** start of Input rows **

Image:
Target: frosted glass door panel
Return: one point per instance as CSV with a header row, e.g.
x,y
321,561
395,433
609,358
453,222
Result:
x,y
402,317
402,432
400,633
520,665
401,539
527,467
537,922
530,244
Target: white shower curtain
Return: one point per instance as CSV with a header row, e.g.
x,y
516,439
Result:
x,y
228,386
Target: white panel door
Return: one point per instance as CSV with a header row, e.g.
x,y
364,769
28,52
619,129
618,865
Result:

** end of Input rows **

§ **Task requirements**: Update the records above so that "Target" becomes "Object" throughout, and leave every other character as it is.

§ **Solution**:
Image:
Object: frosted glass door panel
Return: one point per instance as CSV with a header row, e.g.
x,y
321,561
395,433
609,358
453,222
Result:
x,y
402,317
402,432
400,633
520,665
401,539
527,467
537,922
530,244
Object: white shower curtain
Return: one point per instance as CSV with a header row, e.g.
x,y
516,439
Result:
x,y
228,386
Object: white panel door
Return: one point per instance as CSV with a header row, e.g.
x,y
364,769
28,52
619,129
618,865
Result:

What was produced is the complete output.